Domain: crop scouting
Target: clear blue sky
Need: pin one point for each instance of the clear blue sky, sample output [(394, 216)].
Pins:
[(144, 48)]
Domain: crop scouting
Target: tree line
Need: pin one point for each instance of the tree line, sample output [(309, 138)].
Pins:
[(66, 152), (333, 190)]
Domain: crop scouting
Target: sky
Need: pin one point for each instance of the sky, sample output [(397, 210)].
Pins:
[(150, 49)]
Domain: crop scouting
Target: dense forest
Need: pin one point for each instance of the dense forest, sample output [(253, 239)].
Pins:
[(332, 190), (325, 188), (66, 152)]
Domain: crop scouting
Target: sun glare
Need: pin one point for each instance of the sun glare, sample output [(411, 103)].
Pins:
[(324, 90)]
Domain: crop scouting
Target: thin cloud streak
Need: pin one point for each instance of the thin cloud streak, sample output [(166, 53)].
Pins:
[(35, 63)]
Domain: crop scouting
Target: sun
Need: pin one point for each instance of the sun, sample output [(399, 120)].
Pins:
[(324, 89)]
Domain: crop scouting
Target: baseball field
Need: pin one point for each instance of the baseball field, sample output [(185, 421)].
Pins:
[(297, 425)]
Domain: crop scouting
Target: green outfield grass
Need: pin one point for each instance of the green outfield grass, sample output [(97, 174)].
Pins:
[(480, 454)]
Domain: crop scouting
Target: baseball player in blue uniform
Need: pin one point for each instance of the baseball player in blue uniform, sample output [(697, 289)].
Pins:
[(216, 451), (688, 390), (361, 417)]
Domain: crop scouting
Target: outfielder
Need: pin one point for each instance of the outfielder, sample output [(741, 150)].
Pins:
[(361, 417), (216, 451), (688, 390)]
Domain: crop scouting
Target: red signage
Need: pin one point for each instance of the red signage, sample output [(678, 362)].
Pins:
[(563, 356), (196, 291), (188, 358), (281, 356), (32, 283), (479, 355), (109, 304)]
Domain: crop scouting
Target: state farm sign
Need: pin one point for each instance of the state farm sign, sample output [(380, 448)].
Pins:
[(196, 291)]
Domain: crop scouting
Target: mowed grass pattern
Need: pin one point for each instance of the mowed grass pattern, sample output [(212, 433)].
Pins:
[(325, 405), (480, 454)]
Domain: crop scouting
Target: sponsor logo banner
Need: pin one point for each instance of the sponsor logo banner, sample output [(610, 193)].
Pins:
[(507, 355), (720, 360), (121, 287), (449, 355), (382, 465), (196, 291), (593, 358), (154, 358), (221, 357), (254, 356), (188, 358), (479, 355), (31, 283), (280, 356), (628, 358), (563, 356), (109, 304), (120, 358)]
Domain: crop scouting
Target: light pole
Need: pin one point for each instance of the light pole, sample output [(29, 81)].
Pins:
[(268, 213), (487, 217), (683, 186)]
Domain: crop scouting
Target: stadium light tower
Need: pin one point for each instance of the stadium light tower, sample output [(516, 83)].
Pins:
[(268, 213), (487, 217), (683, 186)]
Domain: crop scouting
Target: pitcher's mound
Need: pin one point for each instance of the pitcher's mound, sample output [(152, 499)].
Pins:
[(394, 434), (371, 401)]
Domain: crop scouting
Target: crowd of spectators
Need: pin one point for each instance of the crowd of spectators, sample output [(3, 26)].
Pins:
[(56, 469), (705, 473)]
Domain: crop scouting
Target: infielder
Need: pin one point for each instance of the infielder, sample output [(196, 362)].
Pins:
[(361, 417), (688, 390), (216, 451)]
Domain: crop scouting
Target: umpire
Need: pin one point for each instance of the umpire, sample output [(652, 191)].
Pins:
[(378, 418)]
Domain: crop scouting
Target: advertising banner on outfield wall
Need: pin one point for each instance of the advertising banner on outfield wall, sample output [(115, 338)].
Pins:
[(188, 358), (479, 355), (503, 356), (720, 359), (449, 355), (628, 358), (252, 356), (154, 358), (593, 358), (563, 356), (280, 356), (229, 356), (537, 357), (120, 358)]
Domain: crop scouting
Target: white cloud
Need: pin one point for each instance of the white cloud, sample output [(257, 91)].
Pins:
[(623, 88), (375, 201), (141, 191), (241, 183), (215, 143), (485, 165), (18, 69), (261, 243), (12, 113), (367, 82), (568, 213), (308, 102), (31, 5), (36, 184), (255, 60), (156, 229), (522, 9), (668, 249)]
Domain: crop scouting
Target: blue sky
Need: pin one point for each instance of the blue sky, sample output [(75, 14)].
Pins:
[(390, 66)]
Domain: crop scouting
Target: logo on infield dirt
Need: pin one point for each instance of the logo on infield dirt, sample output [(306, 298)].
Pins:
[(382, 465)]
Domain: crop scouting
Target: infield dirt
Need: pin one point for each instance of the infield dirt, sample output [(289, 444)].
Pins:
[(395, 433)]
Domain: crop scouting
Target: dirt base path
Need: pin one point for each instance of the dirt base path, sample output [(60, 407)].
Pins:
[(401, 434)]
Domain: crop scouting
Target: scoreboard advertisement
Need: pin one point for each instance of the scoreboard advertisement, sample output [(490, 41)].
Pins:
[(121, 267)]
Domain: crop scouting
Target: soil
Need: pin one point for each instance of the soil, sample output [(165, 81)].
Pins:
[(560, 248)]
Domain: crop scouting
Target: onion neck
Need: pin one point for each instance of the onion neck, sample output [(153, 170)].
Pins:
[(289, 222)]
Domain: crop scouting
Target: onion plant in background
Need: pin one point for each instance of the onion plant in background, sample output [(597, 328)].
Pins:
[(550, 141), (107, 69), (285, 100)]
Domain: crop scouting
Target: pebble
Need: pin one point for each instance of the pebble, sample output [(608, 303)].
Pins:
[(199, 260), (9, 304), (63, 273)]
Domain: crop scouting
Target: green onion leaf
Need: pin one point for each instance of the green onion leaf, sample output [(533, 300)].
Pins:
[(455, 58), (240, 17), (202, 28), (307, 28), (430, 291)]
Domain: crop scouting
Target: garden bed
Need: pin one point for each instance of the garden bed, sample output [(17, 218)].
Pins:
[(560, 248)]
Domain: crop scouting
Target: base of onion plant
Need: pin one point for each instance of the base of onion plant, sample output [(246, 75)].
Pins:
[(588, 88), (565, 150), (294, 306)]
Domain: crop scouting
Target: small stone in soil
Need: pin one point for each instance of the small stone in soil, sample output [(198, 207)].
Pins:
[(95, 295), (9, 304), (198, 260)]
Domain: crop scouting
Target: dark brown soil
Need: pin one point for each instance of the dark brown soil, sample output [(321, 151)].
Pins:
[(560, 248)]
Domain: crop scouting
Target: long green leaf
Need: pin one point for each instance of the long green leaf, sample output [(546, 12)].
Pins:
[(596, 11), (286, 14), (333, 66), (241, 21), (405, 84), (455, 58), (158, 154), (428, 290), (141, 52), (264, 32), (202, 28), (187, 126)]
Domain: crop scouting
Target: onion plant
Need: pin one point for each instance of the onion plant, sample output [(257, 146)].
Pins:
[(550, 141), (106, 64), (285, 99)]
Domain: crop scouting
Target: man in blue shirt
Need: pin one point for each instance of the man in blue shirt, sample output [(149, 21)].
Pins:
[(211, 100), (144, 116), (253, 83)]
+===+
* **Problem to work on**
Reproduce every row above word for word, without changing anything.

* **The solution**
Domain: crop scouting
Target: clear blue sky
Need: pin one point for each instance of the clear blue sky, sample output [(394, 216)].
Pins:
[(144, 48)]
Domain: crop scouting
Target: tree line
Need: pin one point for each instance of the tree line, sample output [(309, 138)].
Pins:
[(66, 152), (333, 190)]
Domain: crop scouting
Target: sky
Need: pin one point for each instance of the sky, sample output [(397, 210)].
Pins:
[(150, 49)]
Domain: crop scouting
Target: dense forest
Need: pin one point for each instance of the dense forest, sample output [(253, 239)].
Pins:
[(332, 190), (325, 188), (66, 152)]
Domain: crop scouting
Target: sun glare
Need: pin one point for each instance of the sun glare, sample output [(411, 103)].
Pins:
[(324, 90)]
Domain: crop scouting
Target: thin cloud streak
Need: pin one point for each instance of the thin cloud streak, sample output [(166, 53)].
Pins:
[(35, 63)]
Domain: crop scouting
Target: sun
Need: pin one point for each instance of the sun, sample output [(399, 120)].
Pins:
[(324, 89)]
Domain: crop scouting
Target: baseball field
Need: pin one point for each instance of the baseball field, sample output [(185, 421)].
Pins:
[(297, 425)]
Domain: crop scouting
Target: green outfield grass
Need: pin one point for each instance of the green outfield grass, sample output [(97, 174)].
Pins:
[(480, 454)]
Domain: crop scouting
Target: baseball player in blue uniform
Need: pin one point for each instance of the baseball player in blue uniform, sample output [(697, 289)].
Pins:
[(216, 451), (688, 390), (361, 417)]
Domain: crop scouting
Target: outfielder
Need: pin one point for each instance of the outfielder, sample output [(741, 150)].
Pins:
[(361, 417), (216, 451), (688, 390)]
Domain: crop scouting
Target: red signage
Need: pin one point for each instance of the red signage, sample output [(678, 362)].
Pins:
[(563, 356), (196, 291), (188, 358), (281, 356), (32, 283), (479, 355), (109, 304)]
Domain: crop scouting
Target: state farm sign
Need: pin one point for each instance of the state farm sign, sample output [(380, 448)].
Pins:
[(196, 291)]
Domain: crop scouting
Target: mowed grass pattern
Need: pin one point for each instance of the mowed grass pattern, sample output [(212, 433)].
Pins:
[(325, 405), (480, 454)]
Domain: crop scouting
Target: sponsor logo banner
Need: pin one point for each instance of the sponsor logo banner, sample output [(610, 193)].
Pins:
[(507, 355), (720, 360), (121, 287), (449, 355), (382, 465), (196, 291), (593, 358), (154, 358), (221, 357), (254, 356), (188, 358), (479, 355), (31, 283), (280, 356), (628, 358), (563, 356), (109, 304), (120, 358)]
Domain: crop scouting
Target: light pole
Need: pin one point for each instance of the light pole, sample output [(29, 81)].
Pins:
[(268, 213), (487, 217), (683, 186)]
Domain: crop scouting
Target: stadium light tower
Need: pin one point for each instance of the stadium light tower, sample output [(516, 83)].
Pins:
[(268, 213), (487, 217), (683, 186)]
Domain: crop scouting
Target: pitcher's mound
Need: pin one point for each instance of the pitcher's mound, sample output [(152, 499)].
Pins:
[(394, 434), (371, 401)]
Domain: crop scouting
Target: crowd of spectators
Need: pin one point for each instance of the crowd of spectators, sample output [(3, 26)].
Pins:
[(56, 469), (705, 473)]
Domain: crop scouting
Target: infielder
Need: pin one point for each instance of the infielder, sample output [(196, 362)].
Pins:
[(361, 417), (688, 390), (216, 451)]
Domain: crop scouting
Target: umpire
Need: pin one point for each instance of the umpire, sample output [(652, 191)].
Pins:
[(378, 418)]
Domain: crop scouting
Target: advertising banner on outfield wall
Need: pin one point for each instance of the advertising banner on outfield wall, sample output [(115, 338)].
Pins:
[(188, 358), (479, 355), (503, 356), (720, 359), (449, 355), (628, 358), (252, 356), (154, 358), (593, 358), (563, 356), (280, 356), (229, 356), (537, 357), (120, 358)]
Domain: crop scouting
Target: white cloud
Need: pin one point for each instance of the white cloud, sample output [(257, 91)].
Pins:
[(623, 88), (375, 201), (141, 191), (241, 183), (215, 143), (485, 165), (18, 69), (261, 243), (12, 113), (367, 82), (568, 213), (308, 102), (31, 5), (36, 184), (255, 60), (156, 229), (522, 9), (668, 249)]
Domain: crop scouting
Target: blue sky
Need: pin one point for each instance of the blue sky, sample output [(75, 14)].
Pins:
[(390, 66)]
Domain: crop scouting
Target: logo on infield dirt
Need: pin one point for each instance of the logo on infield dirt, sample output [(306, 298)].
Pins:
[(382, 465)]
Domain: crop scouting
Target: infield dirt
Need: pin one point for each instance of the infield dirt, sample output [(289, 444)].
Pins:
[(395, 433)]
Domain: crop scouting
Target: dirt base path
Need: pin one point for each instance of the dirt base path, sample output [(60, 407)].
Pins:
[(401, 434)]
Domain: crop scouting
Target: scoreboard advertisement
Need: pin one point for each instance of the scoreboard advertisement, sample output [(490, 41)].
Pins:
[(121, 267)]
Domain: crop scouting
Target: soil
Need: pin one point for each instance of the soil, sample output [(165, 81)].
Pins:
[(560, 248)]
Domain: crop scouting
Target: onion neck
Need: pin one point for each instance of the onion neck, sample output [(153, 170)].
Pins:
[(289, 222)]
Domain: crop scouting
Target: onion plant in background
Need: pin one point for each instance of the onion plant in background, sample output [(597, 328)].
Pins:
[(550, 141), (107, 69), (285, 100)]
Domain: crop scouting
Target: pebble
Need: pin one point for each instance of the pebble, sample output [(608, 303)].
Pins:
[(199, 260), (9, 304), (63, 273)]
Domain: crop scouting
Target: green onion leaf
Need: pin one point for each instance of the green onion leaf, sample output [(533, 300)].
Pins:
[(455, 58), (240, 17), (202, 28), (307, 28), (430, 291)]
Domain: crop scouting
Target: garden bed
Need: pin one point for each instance of the garden bed, sample output [(17, 218)].
Pins:
[(560, 248)]
Domain: crop scouting
Target: base of onion plant
Need: pin one point for each instance of the base of onion plant, sample output [(246, 75)].
Pins:
[(588, 88), (565, 150), (294, 306)]
Domain: crop scouting
Target: small stone in soil
Need: pin one point for each instance of the small stone in soil, sample output [(198, 207)].
Pins:
[(95, 295), (9, 304), (198, 260)]
Domain: crop scouting
Target: dark brown soil
Need: pin one point for each instance of the dark brown soil, sample output [(321, 151)].
Pins:
[(560, 248)]
Domain: crop scouting
Target: long green leaf
Need: pin one point for each instance of the long green leaf, sample output [(546, 12)].
Pins:
[(596, 11), (286, 14), (333, 66), (241, 21), (405, 84), (455, 58), (158, 154), (428, 290), (141, 52), (264, 32), (202, 28), (187, 126)]
Domain: crop scouting
Target: onion plant
Need: pin one point for each instance of the onion plant, sample output [(257, 146)].
Pins:
[(550, 141), (106, 64), (285, 99)]
Domain: crop scouting
Target: man in blue shirt
Need: pin one point for each instance of the man in blue shirt, sample output [(149, 21)].
Pins:
[(211, 100), (144, 116), (253, 83)]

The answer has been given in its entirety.